--- Fragmento citado ---

Uno de los extremos que no debemos aceptar consiste en declarar bajo sospecha a todos los hombres y mujeres que lealmente trabajan en la administración del Estado. Con ello no sólo se lesionan sus derechos constitucionales, sino que se pone en tela de juicio todo el sistema democrático, el cual a varios de los hoy paladines de la probidad les importa francamente un carajo.


Frente a los actos de corrupción no hay dos lecturas posibles: son reprochables ética y jurídicamente. Sin embargo, corremos un serio riesgo como país al entrar en la histeria colectiva a la que nos pretende acarrear la derecha. Sin duda, la oportunidad de decir algo en los medios que sea empático con lo que siente el hombre común es una tentación que algunos dirigentes políticos no pueden resistir.



¿Qué tan complicado es que un general encargado de acopiar información la haya destruido? ¿Qué significa la ley de presupuestos? ¿Podemos financiar las obligaciones sociales del Estado recurriendo al aumento de tributación? ¿Podemos llamar Estado de Derecho Democrático a uno que está hipertutelado?



Estas eran algunas de las cuestiones que se planteaban en la agenda pública el viernes en que la revista Qué Pasa denunció un escándalo que se anunciaba como de proporciones, y que afectaba solo a la Concertación.

--- Listado ---

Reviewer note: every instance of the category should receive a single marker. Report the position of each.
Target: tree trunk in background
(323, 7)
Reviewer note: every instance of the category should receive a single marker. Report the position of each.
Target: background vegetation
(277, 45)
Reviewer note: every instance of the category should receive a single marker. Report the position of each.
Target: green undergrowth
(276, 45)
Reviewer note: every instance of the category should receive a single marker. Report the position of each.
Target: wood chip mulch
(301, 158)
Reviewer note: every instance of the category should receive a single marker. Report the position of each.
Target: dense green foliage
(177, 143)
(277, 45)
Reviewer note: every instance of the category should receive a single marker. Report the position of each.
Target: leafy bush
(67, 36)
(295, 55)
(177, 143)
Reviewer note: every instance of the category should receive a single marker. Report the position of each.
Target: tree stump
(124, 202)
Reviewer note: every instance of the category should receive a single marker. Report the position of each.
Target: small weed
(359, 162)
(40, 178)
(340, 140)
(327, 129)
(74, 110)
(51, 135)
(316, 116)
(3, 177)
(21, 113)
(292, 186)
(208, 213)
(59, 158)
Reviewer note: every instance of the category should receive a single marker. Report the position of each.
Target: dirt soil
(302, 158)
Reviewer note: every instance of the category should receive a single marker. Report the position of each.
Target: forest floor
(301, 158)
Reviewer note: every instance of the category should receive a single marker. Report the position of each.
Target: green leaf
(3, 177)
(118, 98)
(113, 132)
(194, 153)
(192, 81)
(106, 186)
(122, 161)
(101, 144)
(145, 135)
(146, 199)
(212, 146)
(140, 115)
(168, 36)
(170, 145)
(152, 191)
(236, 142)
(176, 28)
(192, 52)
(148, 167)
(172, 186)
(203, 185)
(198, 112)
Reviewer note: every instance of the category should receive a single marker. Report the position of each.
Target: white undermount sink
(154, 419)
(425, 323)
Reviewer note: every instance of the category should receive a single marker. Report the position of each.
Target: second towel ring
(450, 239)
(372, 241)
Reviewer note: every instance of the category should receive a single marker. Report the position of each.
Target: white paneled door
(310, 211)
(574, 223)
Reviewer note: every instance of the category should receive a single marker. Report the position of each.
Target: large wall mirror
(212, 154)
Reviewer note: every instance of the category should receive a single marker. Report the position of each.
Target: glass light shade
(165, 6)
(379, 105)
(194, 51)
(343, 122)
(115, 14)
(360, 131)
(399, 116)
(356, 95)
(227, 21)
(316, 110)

---

▶ Instrucciones:
#1 Resume en menos palabras el párrafo del fragmento citado que empieza con «Frente a los actos de corrupción», sin perder sus ideas principales.
#2 Indica si cada afirmación coincide con el fragmento citado y responde sí o no. Cita las palabras exactas del fragmento que lo deciden.
(a) El fragmento sostiene que los actos de corrupción admiten más de una interpretación.
(b) La revista Qué Pasa hizo su denuncia un viernes.
(c) El escándalo denunciado afectaba tanto a la Concertación como a otros sectores.
#3 Prosigue el artículo sobre la corrupción y la sospecha hacia quienes trabajan en la administración del Estado, a partir del punto en que termina el fragmento citado.

▶ Respuestas esperadas:
#1 Los actos de corrupción merecen reproche ético y jurídico, sin matices. Aun así, el país corre un serio riesgo si cae en la histeria colectiva que promueve la derecha. Algunos dirigentes políticos no resisten la tentación de decir en los medios algo que conecte con lo que siente el hombre común.

#2
(a) No: «Frente a los actos de corrupción no hay dos lecturas posibles».
(b) Sí: «el viernes en que la revista Qué Pasa denunció un escándalo».
(c) No: «que afectaba solo a la Concertación».

#3
La febril necesidad de aprovechar espacios de coyuntura que permiten, por desgracia, a varios de nuestros dirigentes mandar de vacaciones su súper yo y decir lo que se les pase por la mente, fue aprovechada con toda la fanfarria disponible. Diputados que actúan como detectives privados; comentaristas que señalan que el índice de Transparency International esta inflado; senadores que llaman a juicios sumarios de diez días; diputados, funcionarios y ex funcionarios que lloran mientras otros señalan que la imagen de Chile está en peligro, y otros que exigen la urgente convocatoria de un consejo de ancianos para que con toda su sabiduría se constituya en una comisión de ética e inspire el recto camino de la Concertación.



Con las herramientas que poseemos como sistema podemos comprender que existen zonas más sensibles que otras en las que se puedan realizar actos contrarios a la probidad.



Existen temas que afectan sensiblemente a un grupo o parte de la comunidad dentro del Estado. En la medida que este grupo no encuentra un espacio de diálogo en condiciones de legitimidad, aumenta la tentación de solucionar los problemas por vías no convencionales, generalmente no regladas y cuya ejecución se encomienda a sujetos con intereses difusos muchas veces por la naturaleza misma del conflicto.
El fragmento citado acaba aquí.